# TASK DETAILS:
Please render part of the records as a numbered list, starting at the line that contains "Placement rule: one point per instance of the white lane" and stopping after the line that contains "column 737, row 295". Include only those lines, and leave out any blank ones.

(Rows from a pointing dataset)

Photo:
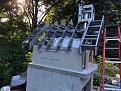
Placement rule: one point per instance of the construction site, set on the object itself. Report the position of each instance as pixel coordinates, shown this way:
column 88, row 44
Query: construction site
column 63, row 54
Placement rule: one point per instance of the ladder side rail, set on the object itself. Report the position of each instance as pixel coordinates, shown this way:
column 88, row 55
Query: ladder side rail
column 103, row 63
column 101, row 27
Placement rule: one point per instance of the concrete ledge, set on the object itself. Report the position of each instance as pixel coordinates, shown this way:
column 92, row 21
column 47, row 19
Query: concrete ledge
column 86, row 73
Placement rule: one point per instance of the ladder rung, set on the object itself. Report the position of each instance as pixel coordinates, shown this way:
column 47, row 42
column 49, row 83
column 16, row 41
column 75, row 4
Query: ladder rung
column 111, row 48
column 117, row 62
column 90, row 38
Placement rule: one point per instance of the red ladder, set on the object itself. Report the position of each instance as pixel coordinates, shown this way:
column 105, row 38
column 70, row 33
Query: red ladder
column 112, row 60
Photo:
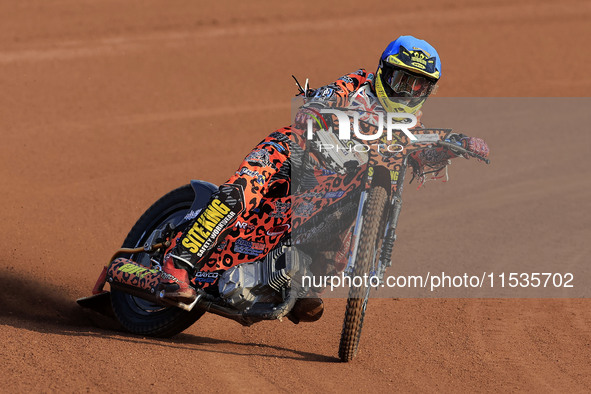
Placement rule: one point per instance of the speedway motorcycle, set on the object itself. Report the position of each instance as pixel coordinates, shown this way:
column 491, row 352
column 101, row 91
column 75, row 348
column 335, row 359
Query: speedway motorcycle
column 343, row 218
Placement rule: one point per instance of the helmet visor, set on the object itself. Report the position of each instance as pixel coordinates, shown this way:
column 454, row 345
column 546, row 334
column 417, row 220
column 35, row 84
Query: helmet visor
column 406, row 84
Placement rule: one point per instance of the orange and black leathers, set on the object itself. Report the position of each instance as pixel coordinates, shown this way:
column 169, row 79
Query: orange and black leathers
column 265, row 174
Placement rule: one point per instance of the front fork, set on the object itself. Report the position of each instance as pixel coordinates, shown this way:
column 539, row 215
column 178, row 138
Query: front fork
column 385, row 258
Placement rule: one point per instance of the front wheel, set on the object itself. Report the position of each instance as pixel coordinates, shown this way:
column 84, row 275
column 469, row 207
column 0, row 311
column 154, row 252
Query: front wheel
column 136, row 314
column 366, row 255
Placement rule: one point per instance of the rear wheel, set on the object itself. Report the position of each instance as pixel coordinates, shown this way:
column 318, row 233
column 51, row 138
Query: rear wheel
column 366, row 256
column 136, row 314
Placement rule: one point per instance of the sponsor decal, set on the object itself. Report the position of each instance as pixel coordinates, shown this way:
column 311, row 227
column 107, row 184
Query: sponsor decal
column 247, row 171
column 244, row 225
column 304, row 209
column 167, row 276
column 346, row 79
column 222, row 245
column 427, row 138
column 192, row 215
column 312, row 195
column 281, row 209
column 248, row 247
column 206, row 277
column 261, row 157
column 136, row 270
column 278, row 230
column 275, row 145
column 324, row 93
column 334, row 194
column 394, row 176
column 208, row 226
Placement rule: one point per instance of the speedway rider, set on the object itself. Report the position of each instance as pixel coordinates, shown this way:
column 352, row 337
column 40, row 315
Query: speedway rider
column 266, row 170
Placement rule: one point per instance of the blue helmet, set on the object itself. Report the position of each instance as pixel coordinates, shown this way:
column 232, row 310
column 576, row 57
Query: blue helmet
column 408, row 71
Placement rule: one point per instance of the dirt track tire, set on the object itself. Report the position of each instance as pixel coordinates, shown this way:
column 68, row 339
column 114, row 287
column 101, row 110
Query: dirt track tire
column 358, row 296
column 135, row 314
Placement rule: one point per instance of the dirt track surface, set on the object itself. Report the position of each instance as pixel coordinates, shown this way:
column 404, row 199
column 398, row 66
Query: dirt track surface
column 105, row 106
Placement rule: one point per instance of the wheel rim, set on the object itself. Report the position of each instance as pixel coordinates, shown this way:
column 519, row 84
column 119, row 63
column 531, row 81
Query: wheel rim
column 172, row 215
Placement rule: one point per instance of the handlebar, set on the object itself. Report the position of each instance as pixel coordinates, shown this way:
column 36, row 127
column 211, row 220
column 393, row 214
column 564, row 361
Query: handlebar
column 461, row 150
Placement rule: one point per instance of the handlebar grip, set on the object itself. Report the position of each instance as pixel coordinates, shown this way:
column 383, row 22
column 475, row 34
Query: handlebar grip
column 460, row 149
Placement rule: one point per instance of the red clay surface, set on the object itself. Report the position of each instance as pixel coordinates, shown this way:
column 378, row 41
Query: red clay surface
column 105, row 106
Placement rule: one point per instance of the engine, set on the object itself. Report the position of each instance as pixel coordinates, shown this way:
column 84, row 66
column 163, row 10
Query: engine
column 263, row 281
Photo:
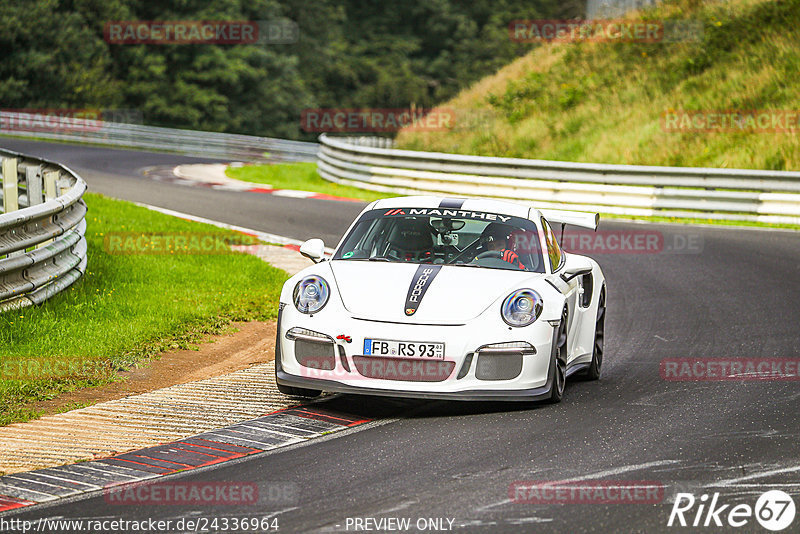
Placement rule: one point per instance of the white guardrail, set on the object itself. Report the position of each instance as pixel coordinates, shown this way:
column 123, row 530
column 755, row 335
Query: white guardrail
column 190, row 142
column 42, row 244
column 634, row 190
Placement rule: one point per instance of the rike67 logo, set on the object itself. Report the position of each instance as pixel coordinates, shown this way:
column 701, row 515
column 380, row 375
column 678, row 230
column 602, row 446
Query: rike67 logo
column 774, row 510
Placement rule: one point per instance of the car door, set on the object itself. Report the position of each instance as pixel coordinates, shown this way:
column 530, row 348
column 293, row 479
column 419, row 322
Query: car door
column 570, row 289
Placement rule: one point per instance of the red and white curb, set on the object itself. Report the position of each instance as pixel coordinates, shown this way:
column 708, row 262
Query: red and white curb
column 278, row 429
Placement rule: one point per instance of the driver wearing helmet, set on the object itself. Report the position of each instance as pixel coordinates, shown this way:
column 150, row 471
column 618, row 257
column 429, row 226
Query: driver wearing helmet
column 495, row 238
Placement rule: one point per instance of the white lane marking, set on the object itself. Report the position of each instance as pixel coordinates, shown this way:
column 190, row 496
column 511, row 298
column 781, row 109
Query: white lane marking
column 733, row 481
column 292, row 193
column 264, row 236
column 590, row 476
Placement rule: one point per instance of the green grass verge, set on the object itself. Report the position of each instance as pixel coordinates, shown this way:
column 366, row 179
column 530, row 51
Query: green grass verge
column 302, row 177
column 604, row 102
column 129, row 307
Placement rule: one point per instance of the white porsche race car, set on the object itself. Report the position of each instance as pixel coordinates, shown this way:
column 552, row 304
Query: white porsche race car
column 443, row 298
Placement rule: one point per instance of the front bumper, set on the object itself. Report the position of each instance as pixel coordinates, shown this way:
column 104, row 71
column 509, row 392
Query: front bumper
column 343, row 370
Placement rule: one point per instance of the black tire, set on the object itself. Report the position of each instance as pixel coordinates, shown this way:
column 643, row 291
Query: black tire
column 593, row 372
column 559, row 361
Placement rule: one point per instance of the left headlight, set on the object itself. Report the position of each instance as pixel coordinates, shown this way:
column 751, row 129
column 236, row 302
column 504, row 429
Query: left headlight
column 311, row 294
column 522, row 307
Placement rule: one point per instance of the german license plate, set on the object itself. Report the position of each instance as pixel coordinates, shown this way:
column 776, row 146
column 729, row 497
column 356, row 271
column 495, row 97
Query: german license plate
column 404, row 349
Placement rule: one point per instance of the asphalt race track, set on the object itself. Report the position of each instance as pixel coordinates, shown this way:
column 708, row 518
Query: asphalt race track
column 737, row 295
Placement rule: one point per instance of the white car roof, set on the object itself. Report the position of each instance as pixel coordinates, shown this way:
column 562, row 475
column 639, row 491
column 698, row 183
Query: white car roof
column 473, row 204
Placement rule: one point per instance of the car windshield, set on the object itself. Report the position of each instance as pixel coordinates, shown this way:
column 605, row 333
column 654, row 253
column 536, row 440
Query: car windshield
column 442, row 236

# COMPLETE OUTPUT:
1. Placement rule: one point per instance of the white lane marking, set on the object itself. Report the position of each instance as pixel coordinates, shown this way:
2. column 190, row 496
3. column 511, row 298
4. column 781, row 109
5. Query: white lane marking
6. column 733, row 481
7. column 292, row 193
8. column 264, row 236
9. column 590, row 476
10. Placement rule: one point per instance of the green grass verge, set on the object itself. Report the position of each instance as pixel coordinates, shown this way:
11. column 366, row 179
12. column 530, row 51
13. Query: green grass verge
14. column 302, row 177
15. column 604, row 102
16. column 129, row 307
17. Placement rule: one point per instance of the white porsche race car, set on the object itself. Report the position of each instance as pixel coordinates, shown this way:
18. column 552, row 304
19. Query: white porsche race car
20. column 443, row 298
21. Placement rule: one point per instance of the front bumper, set on the object itself. Report the position of each instance as pixel coordinates, shown this way:
22. column 104, row 71
23. column 509, row 392
24. Query: front bumper
25. column 343, row 370
26. Placement rule: one point per instance of the black tire, set on the object itself. Report the position of each instance as pixel coordinates, shown this way:
27. column 643, row 291
28. Query: black tire
29. column 593, row 372
30. column 559, row 361
31. Placement rule: one point per instance of the left headlight, set on the object itself. Report the position of each instance as pixel coordinates, shown this way:
32. column 751, row 129
33. column 236, row 302
34. column 504, row 429
35. Query: left headlight
36. column 311, row 294
37. column 522, row 307
38. Placement rule: one point per instance of the german license plate, set on the object itself. Report the position of each instance as pixel coordinates, shown this way:
39. column 776, row 146
40. column 729, row 497
41. column 356, row 271
42. column 495, row 97
43. Query: german license plate
44. column 404, row 349
45. Placement rule: one point per instance of the asphalt race track, set on the object itself. Report the position of each instance as pixel coordinates, shown this way:
46. column 708, row 518
47. Query: asphalt race track
48. column 737, row 295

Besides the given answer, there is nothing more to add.